### Data for processing
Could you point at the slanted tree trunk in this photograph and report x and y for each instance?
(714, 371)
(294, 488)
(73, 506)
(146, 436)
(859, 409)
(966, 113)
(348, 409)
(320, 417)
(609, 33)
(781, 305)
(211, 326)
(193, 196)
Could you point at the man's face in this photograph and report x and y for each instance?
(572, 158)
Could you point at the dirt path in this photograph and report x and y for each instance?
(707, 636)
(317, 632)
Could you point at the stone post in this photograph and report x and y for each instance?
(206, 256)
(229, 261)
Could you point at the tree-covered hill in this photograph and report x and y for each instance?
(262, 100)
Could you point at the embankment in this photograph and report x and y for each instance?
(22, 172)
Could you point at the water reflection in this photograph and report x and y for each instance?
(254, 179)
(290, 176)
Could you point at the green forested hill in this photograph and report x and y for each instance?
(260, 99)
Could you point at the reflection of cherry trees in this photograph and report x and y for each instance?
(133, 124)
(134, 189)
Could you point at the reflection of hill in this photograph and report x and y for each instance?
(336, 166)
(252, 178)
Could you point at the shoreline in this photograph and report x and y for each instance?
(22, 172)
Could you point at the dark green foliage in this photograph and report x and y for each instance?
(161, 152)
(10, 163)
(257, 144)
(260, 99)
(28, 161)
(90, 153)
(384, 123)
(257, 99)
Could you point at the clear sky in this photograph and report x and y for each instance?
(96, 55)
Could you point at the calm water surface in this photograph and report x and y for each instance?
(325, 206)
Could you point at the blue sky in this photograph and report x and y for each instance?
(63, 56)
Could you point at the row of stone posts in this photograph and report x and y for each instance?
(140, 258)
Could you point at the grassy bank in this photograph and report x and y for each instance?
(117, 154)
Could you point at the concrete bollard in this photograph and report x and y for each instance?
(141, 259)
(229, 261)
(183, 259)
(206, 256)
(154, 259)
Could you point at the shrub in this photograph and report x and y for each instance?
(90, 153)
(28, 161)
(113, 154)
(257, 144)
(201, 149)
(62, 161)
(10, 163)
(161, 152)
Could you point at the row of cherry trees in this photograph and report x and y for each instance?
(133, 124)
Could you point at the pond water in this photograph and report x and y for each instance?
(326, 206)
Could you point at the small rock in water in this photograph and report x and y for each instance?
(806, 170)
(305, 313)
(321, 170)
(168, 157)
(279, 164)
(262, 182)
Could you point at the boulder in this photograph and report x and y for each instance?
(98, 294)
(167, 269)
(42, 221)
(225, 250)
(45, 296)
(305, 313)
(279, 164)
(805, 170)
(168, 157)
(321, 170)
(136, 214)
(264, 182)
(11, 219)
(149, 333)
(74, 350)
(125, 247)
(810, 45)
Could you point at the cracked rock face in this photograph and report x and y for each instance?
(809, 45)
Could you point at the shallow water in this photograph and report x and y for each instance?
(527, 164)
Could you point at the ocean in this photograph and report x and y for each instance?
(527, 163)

### Set problem
Rewrite every line of the items above as a Markdown table with the columns Row and Line, numbering the rows in order and omitting any blank lines.

### The response
| Row | Line |
|---|---|
| 1 | Could you point at the slanted tree trunk in this photograph and report x and y for each instance? |
| 2 | (714, 371) |
| 3 | (294, 488) |
| 4 | (73, 506) |
| 5 | (146, 436) |
| 6 | (859, 409) |
| 7 | (966, 113) |
| 8 | (348, 409) |
| 9 | (320, 417) |
| 10 | (609, 33) |
| 11 | (781, 305) |
| 12 | (211, 326) |
| 13 | (193, 196) |
| 14 | Could you point at the man's face in this photograph and report x and y for each instance? |
| 15 | (572, 158) |
| 16 | Could you point at the dirt path in this photograph and report x and y for each instance? |
| 17 | (707, 636) |
| 18 | (317, 632) |
| 19 | Could you point at the stone post in this photograph and report x and y for each instance? |
| 20 | (206, 256) |
| 21 | (229, 261) |
| 22 | Could you point at the tree-covered hill in this photograph and report x and y for each instance? |
| 23 | (262, 100) |
| 24 | Could you point at the embankment in this photograph and report x and y for each instance? |
| 25 | (22, 172) |
| 26 | Could you point at the water reflection in this photograph and report x and y for each instance? |
| 27 | (254, 179) |
| 28 | (290, 176) |
| 29 | Could you point at the green forested hill in this photograph and report x and y for each instance? |
| 30 | (260, 99) |
| 31 | Could you point at the reflection of cherry trees in this photograph and report x and y for each instance? |
| 32 | (133, 124) |
| 33 | (134, 189) |
| 34 | Could you point at the reflection of hill in this photograph and report x and y for each instance? |
| 35 | (336, 166) |
| 36 | (252, 178) |
| 37 | Could you point at the shoreline in this photograph and report x and y for each instance? |
| 38 | (22, 172) |
| 39 | Could you point at the dark green foliage in this photograph and report x and y for each instance? |
| 40 | (161, 152) |
| 41 | (10, 163) |
| 42 | (257, 144) |
| 43 | (260, 99) |
| 44 | (28, 161) |
| 45 | (90, 153) |
| 46 | (384, 123) |
| 47 | (257, 99) |
| 48 | Could you point at the clear sky in this photograph and report x and y for each instance? |
| 49 | (96, 55) |
| 50 | Could you point at the calm water surface in this photograph and report x and y for each instance? |
| 51 | (325, 206) |
| 52 | Could you point at the blue sky in this photograph and report x and y for each instance? |
| 53 | (63, 56) |
| 54 | Could you point at the row of stone posts in this photograph and report x and y for each instance? |
| 55 | (140, 258) |
| 56 | Could you point at the grassy bank in this photograph and report x and y for each instance? |
| 57 | (117, 154) |
| 58 | Could you point at the concrete bollard in this photograph and report x and y for each instance? |
| 59 | (141, 259) |
| 60 | (229, 261) |
| 61 | (183, 259) |
| 62 | (206, 256) |
| 63 | (154, 259) |
| 64 | Could you point at the shrub in this photograph and report x and y for each instance? |
| 65 | (90, 153) |
| 66 | (28, 161) |
| 67 | (113, 154) |
| 68 | (257, 144) |
| 69 | (201, 149) |
| 70 | (62, 161) |
| 71 | (10, 163) |
| 72 | (161, 152) |
| 73 | Could you point at the row of cherry trees in this photograph and report x and y for each instance? |
| 74 | (133, 124) |
| 75 | Could you point at the pond water in this photograph and report x and y for each instance? |
| 76 | (326, 206) |
| 77 | Could you point at the small rock in water in this photograph and report x and y for each instance? |
| 78 | (806, 170) |
| 79 | (305, 313) |
| 80 | (321, 170) |
| 81 | (168, 157) |
| 82 | (279, 164) |
| 83 | (262, 182) |
| 84 | Could you point at the boulder in this photograph and report x and y for each instance? |
| 85 | (98, 294) |
| 86 | (167, 269) |
| 87 | (42, 221) |
| 88 | (225, 250) |
| 89 | (45, 296) |
| 90 | (305, 313) |
| 91 | (279, 164) |
| 92 | (805, 170) |
| 93 | (168, 157) |
| 94 | (321, 170) |
| 95 | (136, 214) |
| 96 | (264, 182) |
| 97 | (11, 219) |
| 98 | (149, 333) |
| 99 | (74, 350) |
| 100 | (125, 247) |
| 101 | (810, 45) |
| 102 | Could you point at the cracked rock face in this photograph and report x and y for each instance? |
| 103 | (809, 45) |
| 104 | Could you point at the shallow water in this photograph and report x and y for each instance? |
| 105 | (527, 164) |
| 106 | Could you point at the ocean in this photograph and report x and y for each instance? |
| 107 | (527, 163) |